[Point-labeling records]
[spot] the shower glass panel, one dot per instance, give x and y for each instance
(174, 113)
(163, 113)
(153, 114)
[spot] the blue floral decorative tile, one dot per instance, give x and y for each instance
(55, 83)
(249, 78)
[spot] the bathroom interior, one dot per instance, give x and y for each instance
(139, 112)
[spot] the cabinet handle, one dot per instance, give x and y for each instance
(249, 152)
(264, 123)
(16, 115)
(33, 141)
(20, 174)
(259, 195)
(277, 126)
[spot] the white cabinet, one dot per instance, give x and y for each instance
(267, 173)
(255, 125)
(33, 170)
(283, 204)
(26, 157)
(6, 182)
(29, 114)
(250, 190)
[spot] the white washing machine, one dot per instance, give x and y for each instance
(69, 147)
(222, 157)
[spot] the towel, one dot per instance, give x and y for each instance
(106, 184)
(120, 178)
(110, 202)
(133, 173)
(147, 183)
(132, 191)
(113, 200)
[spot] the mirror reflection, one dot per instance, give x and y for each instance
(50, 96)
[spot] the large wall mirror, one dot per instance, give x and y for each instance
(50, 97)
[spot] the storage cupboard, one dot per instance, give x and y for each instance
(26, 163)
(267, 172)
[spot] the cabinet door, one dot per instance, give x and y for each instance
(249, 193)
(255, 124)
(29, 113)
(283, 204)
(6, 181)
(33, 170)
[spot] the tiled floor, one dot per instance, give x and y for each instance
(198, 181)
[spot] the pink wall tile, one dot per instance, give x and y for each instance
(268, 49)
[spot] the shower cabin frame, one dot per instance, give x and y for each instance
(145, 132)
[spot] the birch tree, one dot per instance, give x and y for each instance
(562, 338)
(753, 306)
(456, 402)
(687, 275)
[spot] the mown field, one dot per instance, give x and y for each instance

Given task: Rewrite the records starting at the line that contains "[spot] the storage" and ending at the last line of the records, with "cabinet door" changed to "cupboard door" and nothing else altered.

Solved exercise:
[spot] the storage cupboard, one dot per instance, give x and y for each instance
(26, 163)
(267, 172)
[spot] the cupboard door, one dot per instance, give x and y for each instance
(249, 193)
(255, 124)
(29, 113)
(283, 204)
(6, 181)
(33, 170)
[spot] the tiled floor, one dot per instance, give x and y for each instance
(198, 181)
[spot] the pink wall tile, one dot per instance, give x and y for each instance
(268, 49)
[spot] the shower cabin frame, one dot per instance, give x and y for each instance
(145, 132)
[spot] the birch tree, one dot per instance, give x and y for each instance
(562, 338)
(753, 306)
(456, 402)
(687, 275)
[spot] the mown field, one dot per instance, give x and y for each instance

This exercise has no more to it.